Text under study —
A Fall River woman is desperately looking for a kidney to save her life. This is her story in her own words.
My name is Cheryl Lynn Doucet. I am a 59-1/2-year-old single female living in Fall River, MA
I am actively and urgently seeking an amazing person to be my kidney donor.
Up until this point in my life, I was a healthy and vibrant retail store manager working days, nights, weekends and yes … Holidays. It wasn’t uncommon to work 14-hour days, sometimes 3-4 days per week and I loved my line of work. That needed to change when my Brother was diagnosed with cirrhosis of the liver, brought on by long term medications. I left the world of Management after a 35-year successful career to be closer to home to help care for my Brother. I accepted a position as a full-time sales associate helping customers choose products for both kitchen and bathroom fixtures. For the next 4 years my Brother and I became a powerful team and doubled his earlier prognosis of 2 years.
After his passing in December 2017, I put my home on the market looking for a fresh start and by mid-September, 2018, I moved into my new home. By the middle of October, I felt tired all the time but attributed it to the whirlwind events of the past few months. On Sunday October 28th I drove myself to the Hospital which is where I remained for the next 2 weeks.
My diagnosis is a rare Auto-immune disease known as Anti-GBM or Good Pastor Disease. So rare in fact that it affects 1-2 people per million. And in the blink of an eye, I was receiving hemodialysis 4 hours per day and 3 times per week. I spent one week at Mass General under the care of Dr. John Niles, a world-renowned specialist of this disease. Despite all attempts, my kidneys had failed and my status escalated to stage 5 – “end-stage renal failure”.
Hemodialysis proved to be very taxing on my heart so I have recently switched to dialysis at home. My machine aptly named “Hope” runs for 9 hours every day of the week and exchanges fluids, the equivalent of (6) – 2-liter bottles. My only hope at this point is a kidney transplant and I am very grateful to have been chosen for the transplant list at Mass General Hospital (MGH).

Entries shown —
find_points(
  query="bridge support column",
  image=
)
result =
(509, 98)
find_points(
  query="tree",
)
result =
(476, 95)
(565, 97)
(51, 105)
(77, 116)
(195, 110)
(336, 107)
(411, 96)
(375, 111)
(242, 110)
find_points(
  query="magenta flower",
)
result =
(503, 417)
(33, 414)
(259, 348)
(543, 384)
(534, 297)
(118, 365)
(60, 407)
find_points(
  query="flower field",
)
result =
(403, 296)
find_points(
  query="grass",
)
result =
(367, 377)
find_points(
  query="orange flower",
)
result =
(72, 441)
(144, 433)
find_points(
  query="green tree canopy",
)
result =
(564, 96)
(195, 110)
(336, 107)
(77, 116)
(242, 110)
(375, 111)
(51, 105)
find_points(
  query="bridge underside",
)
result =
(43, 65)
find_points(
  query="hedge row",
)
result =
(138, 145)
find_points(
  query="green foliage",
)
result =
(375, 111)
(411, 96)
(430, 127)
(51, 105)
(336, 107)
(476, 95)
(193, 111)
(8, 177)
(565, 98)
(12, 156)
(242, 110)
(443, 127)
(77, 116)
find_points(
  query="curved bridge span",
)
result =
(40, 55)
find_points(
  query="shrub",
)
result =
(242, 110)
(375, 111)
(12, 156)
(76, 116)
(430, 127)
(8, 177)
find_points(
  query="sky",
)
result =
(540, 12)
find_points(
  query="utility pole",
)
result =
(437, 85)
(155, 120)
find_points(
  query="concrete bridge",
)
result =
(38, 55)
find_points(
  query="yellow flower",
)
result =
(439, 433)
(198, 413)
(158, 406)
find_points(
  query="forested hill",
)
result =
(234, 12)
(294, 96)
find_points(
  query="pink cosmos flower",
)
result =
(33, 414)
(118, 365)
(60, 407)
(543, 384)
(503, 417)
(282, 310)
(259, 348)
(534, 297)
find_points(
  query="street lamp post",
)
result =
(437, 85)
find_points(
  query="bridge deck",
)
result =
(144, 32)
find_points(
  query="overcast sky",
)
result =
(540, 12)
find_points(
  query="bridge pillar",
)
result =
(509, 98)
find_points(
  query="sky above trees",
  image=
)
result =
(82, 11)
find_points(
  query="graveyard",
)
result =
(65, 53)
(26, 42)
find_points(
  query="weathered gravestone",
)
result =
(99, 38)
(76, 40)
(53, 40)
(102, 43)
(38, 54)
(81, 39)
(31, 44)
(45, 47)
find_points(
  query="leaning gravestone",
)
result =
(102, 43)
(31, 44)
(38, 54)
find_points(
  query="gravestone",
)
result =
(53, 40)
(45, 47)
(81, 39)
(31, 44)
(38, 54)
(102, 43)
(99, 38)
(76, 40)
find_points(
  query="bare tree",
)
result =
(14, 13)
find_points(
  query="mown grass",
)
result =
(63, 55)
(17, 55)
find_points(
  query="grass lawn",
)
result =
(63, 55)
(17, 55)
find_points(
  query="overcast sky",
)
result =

How to complete this task —
Say whether each statement below agrees with the kidney donor appeal above. Answer yes or no for each, and quote the words from the appeal that decide it.
(a) The writer's management career lasted 35 years.
(b) After driving herself to the hospital, the writer stayed there for one week.
(c) The home dialysis machine runs for 4 hours a day.

Solution for this problem —
(a) Yes: "I left the world of Management after a 35-year successful career"
(b) No: "On Sunday October 28th I drove myself to the Hospital which is where I remained for the next 2 weeks."
(c) No: "My machine aptly named “Hope” runs for 9 hours every day of the week"